[Goal]: Pull out every line in the listing below that contains the word "dark", and copy each one unchanged.

=== Provided records ===

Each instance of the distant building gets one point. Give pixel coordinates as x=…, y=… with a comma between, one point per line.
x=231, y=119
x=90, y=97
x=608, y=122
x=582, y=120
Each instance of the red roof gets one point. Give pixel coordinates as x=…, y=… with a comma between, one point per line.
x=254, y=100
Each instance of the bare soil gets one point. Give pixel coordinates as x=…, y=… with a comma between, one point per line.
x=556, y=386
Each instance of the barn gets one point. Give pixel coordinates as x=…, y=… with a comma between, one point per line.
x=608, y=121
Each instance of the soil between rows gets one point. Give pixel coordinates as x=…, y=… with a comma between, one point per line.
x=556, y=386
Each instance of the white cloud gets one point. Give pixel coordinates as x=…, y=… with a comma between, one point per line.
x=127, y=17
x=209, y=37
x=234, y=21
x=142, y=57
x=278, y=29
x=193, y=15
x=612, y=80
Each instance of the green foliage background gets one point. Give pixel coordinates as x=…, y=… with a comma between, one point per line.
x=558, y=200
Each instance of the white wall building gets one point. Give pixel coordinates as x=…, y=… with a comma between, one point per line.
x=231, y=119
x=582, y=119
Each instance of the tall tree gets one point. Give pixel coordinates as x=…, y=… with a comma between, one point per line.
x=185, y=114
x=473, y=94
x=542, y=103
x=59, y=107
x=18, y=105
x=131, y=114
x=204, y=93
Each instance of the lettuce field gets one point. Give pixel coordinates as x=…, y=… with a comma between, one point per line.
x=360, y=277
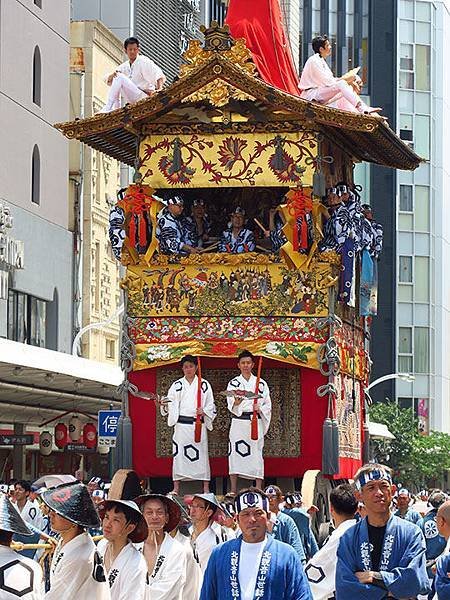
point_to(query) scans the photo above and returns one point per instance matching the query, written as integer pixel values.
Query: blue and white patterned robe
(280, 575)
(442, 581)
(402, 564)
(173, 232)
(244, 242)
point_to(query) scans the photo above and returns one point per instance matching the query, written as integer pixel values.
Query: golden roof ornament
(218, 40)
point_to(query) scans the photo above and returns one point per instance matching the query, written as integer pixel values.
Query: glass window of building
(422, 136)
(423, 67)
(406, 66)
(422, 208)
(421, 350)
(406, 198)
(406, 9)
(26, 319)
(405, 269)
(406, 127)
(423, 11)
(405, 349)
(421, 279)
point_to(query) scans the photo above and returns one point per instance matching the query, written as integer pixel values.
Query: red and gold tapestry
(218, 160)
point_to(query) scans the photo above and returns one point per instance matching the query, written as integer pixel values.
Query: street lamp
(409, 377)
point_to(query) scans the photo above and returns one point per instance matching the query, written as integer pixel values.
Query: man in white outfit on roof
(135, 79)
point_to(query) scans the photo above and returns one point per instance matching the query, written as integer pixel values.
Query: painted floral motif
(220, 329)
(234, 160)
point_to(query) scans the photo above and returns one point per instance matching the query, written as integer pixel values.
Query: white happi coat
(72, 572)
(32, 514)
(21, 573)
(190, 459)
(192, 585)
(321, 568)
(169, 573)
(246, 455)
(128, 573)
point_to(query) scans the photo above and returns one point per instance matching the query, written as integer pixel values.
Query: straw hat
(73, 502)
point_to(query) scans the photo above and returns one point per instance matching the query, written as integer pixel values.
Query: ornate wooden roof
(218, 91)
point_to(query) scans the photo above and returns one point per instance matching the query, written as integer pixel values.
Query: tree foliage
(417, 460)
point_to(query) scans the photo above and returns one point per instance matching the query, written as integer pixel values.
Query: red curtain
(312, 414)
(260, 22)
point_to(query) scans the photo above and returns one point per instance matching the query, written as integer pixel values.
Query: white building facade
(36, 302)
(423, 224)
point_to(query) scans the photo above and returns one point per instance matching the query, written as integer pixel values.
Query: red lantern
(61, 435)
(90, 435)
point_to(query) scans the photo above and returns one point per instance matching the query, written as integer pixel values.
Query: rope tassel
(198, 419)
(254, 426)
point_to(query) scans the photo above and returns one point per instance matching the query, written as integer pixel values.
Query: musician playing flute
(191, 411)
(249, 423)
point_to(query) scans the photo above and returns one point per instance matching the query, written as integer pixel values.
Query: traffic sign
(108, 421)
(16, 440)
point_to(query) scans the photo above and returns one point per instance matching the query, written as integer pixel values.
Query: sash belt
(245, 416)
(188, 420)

===
=== Provided records ===

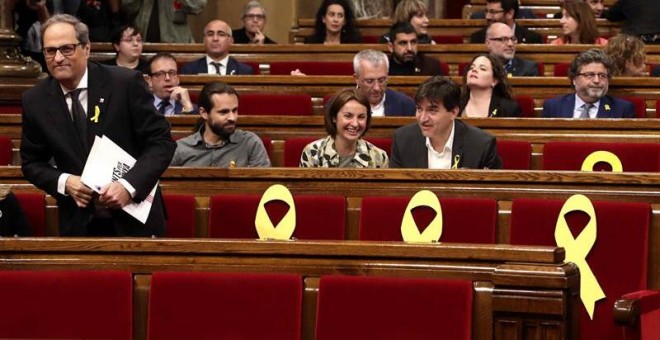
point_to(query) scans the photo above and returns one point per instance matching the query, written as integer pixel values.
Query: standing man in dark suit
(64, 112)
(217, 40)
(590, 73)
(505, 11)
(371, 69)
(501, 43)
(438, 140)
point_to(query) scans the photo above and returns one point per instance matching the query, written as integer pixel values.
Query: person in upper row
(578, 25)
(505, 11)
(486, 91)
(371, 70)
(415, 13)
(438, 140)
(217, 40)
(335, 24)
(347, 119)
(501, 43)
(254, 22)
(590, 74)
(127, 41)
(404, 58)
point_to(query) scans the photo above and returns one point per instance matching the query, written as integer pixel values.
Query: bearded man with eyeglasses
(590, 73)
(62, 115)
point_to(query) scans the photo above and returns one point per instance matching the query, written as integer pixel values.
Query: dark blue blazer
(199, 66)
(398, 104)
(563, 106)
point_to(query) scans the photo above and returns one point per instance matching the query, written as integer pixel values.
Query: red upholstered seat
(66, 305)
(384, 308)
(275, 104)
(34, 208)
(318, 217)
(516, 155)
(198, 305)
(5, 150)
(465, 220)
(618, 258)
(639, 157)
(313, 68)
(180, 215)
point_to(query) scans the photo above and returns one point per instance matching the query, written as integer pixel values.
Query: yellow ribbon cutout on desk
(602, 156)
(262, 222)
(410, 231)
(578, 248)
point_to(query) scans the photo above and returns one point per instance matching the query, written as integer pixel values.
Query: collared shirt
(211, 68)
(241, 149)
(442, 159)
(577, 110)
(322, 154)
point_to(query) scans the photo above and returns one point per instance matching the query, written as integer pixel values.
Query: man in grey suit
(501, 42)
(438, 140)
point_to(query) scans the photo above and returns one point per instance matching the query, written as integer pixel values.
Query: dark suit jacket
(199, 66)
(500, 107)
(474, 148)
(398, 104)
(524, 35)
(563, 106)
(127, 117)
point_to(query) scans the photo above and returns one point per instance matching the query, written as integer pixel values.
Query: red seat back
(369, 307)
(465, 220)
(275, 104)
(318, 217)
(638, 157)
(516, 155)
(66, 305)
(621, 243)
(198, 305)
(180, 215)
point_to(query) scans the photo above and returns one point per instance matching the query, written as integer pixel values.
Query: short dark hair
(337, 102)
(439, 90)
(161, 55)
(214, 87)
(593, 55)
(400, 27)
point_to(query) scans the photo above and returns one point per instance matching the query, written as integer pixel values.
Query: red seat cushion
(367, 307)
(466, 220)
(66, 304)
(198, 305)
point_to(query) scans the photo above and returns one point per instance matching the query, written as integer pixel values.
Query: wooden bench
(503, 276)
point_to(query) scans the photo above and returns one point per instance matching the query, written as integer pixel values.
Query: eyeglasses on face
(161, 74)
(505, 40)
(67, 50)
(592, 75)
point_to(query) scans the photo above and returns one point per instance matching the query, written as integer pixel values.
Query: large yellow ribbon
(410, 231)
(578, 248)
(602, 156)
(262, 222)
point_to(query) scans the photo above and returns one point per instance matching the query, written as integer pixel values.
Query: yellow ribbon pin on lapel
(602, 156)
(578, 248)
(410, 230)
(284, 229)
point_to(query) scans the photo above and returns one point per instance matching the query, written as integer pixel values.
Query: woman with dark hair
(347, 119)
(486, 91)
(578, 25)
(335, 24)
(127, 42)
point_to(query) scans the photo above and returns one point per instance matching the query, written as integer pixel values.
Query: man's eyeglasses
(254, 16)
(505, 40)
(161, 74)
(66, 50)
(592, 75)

===
=== Provided records ===

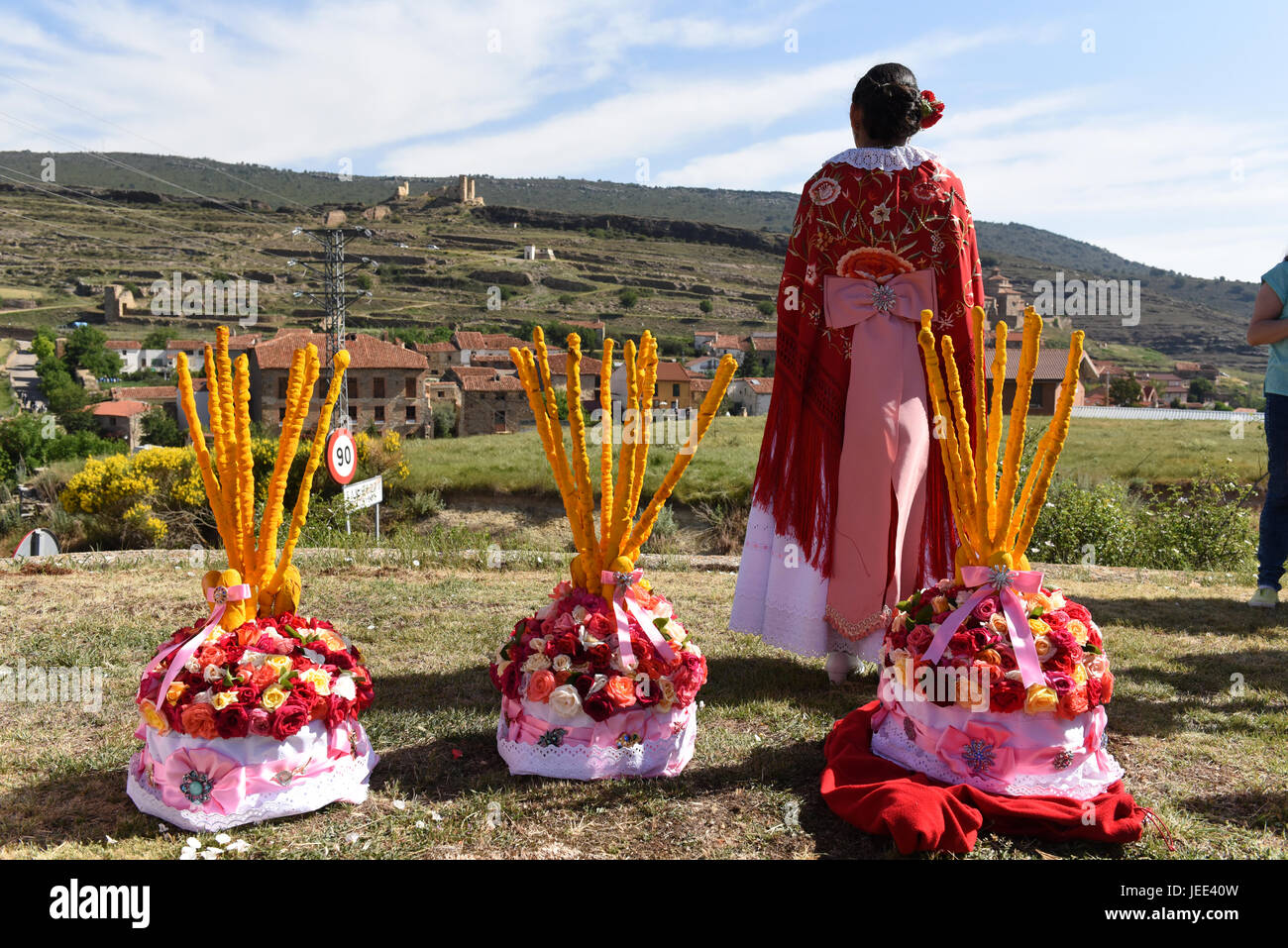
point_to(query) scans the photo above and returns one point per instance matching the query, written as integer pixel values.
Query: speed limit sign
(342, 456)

===

[Correct answer]:
Query: standing man in dark suit
Query: dark blue blazer
Query: dark suit jacket
Query: short dark hair
Query: woman with dark hair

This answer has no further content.